▶ [Required task]: Count the lines in the material below that contain the string "long" and give only that number.

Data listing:
——————————

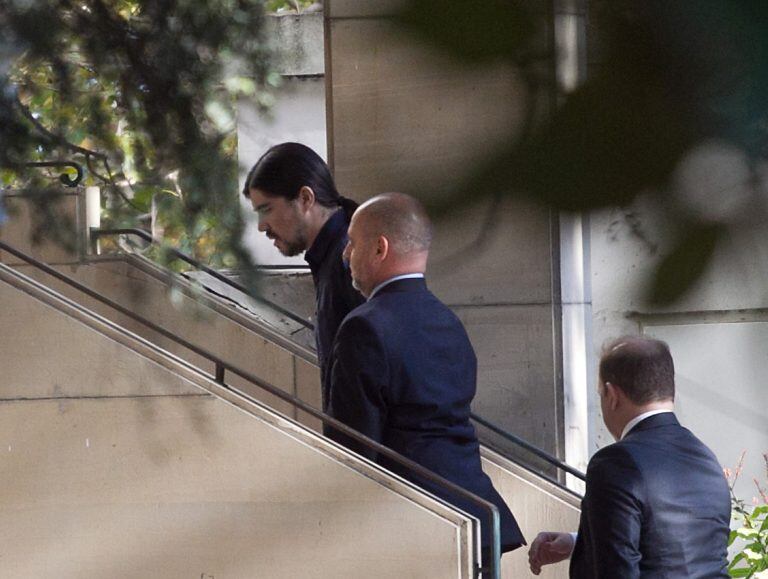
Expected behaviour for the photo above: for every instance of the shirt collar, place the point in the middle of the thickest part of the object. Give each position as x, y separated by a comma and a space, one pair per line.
332, 229
397, 277
638, 419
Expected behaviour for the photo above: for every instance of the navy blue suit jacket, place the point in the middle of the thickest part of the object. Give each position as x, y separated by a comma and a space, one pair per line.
334, 295
657, 505
404, 374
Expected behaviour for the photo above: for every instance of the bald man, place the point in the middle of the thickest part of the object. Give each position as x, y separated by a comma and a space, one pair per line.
403, 370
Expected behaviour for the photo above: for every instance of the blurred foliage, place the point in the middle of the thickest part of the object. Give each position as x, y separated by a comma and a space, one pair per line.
663, 78
748, 543
141, 92
297, 6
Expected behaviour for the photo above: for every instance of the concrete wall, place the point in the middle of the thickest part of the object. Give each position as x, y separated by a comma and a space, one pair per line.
402, 117
717, 332
297, 112
20, 222
117, 462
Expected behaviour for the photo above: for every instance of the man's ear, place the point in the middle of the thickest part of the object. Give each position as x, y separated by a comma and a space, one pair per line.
612, 395
382, 248
306, 198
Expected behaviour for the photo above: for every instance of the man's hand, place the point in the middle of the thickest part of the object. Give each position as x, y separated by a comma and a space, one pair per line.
548, 548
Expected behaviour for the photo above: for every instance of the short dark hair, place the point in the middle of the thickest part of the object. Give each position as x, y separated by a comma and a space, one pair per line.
285, 168
642, 367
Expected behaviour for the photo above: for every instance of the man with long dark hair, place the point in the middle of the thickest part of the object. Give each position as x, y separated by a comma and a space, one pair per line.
295, 197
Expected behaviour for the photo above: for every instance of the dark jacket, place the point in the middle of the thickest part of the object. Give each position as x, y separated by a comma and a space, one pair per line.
404, 374
334, 294
657, 505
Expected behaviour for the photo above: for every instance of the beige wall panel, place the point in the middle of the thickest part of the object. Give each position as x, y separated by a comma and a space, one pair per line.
537, 506
516, 383
360, 8
407, 119
309, 390
49, 354
192, 487
17, 230
509, 265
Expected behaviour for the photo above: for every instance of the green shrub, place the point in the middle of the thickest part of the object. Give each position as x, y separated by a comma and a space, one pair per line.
749, 542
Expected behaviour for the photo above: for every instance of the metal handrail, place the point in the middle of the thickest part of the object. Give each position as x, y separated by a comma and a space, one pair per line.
221, 367
66, 179
494, 428
545, 456
96, 233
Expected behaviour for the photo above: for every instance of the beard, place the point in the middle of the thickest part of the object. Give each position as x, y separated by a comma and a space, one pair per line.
293, 247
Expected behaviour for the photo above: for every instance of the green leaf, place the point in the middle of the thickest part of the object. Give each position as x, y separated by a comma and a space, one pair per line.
475, 30
747, 533
680, 269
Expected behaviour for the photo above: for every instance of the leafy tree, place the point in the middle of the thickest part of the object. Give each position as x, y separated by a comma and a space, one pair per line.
141, 92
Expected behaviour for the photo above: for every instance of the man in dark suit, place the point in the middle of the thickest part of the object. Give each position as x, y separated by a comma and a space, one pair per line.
656, 503
404, 371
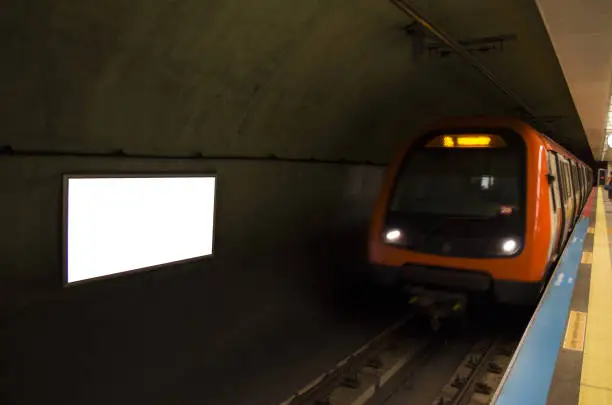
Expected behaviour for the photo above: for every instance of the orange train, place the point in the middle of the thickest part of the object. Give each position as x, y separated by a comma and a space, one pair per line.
482, 205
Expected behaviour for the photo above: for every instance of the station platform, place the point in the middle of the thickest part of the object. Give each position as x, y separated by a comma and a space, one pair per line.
565, 355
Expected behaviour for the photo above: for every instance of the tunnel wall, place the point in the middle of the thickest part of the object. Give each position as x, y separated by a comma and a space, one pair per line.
282, 230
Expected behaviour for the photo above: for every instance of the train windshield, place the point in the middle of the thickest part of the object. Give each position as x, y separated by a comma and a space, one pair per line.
477, 182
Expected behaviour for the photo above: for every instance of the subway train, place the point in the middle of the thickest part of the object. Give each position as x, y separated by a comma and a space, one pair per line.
478, 206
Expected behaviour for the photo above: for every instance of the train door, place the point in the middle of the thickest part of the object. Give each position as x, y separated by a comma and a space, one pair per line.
601, 177
568, 209
571, 206
577, 188
557, 217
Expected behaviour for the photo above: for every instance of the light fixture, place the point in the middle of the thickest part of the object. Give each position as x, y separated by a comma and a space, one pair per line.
393, 235
509, 246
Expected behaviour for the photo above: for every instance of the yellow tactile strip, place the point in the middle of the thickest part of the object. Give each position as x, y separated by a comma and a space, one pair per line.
575, 333
596, 379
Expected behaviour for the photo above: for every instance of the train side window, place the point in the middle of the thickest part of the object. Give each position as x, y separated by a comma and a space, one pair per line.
572, 167
562, 182
554, 185
567, 189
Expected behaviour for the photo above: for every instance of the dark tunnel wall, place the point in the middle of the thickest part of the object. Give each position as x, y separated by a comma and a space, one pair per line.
284, 230
298, 213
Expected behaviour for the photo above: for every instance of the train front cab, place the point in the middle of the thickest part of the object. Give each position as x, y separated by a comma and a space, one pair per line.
474, 219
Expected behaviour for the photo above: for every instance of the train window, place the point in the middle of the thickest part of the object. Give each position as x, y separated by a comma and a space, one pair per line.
554, 185
462, 182
567, 190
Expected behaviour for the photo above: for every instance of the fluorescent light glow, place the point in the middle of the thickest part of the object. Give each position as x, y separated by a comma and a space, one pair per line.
510, 246
120, 224
608, 141
393, 235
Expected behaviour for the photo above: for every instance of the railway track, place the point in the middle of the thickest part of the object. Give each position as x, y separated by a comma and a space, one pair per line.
376, 372
479, 374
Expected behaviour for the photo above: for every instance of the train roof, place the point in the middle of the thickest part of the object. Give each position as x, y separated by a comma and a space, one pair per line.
501, 121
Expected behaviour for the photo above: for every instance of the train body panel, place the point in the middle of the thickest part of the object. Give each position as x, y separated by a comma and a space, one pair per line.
540, 192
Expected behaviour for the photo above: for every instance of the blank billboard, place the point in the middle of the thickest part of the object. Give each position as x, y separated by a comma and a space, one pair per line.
117, 224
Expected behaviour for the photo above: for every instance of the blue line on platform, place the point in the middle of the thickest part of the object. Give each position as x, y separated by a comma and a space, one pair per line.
528, 381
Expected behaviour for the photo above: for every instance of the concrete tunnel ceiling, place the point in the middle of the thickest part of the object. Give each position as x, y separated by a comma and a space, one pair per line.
581, 33
330, 79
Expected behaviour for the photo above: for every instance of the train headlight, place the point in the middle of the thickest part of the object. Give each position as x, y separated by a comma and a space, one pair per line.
394, 236
510, 246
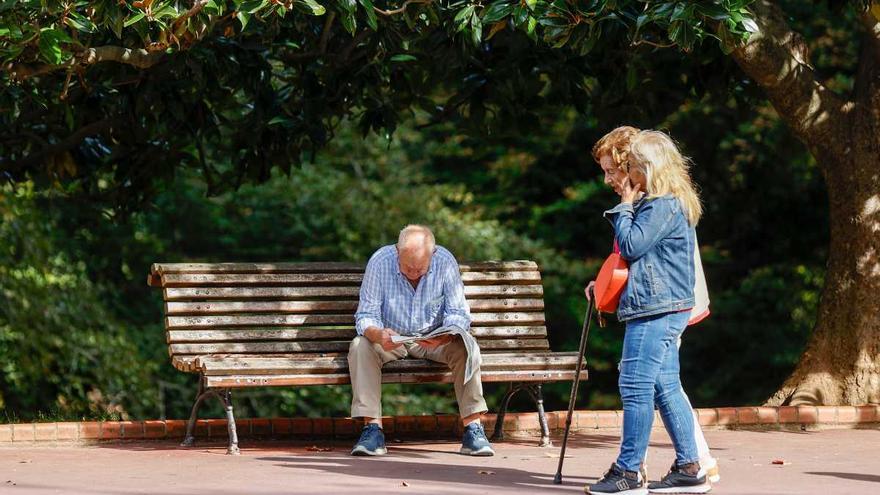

——————————

▶ [Answer for the task]: 1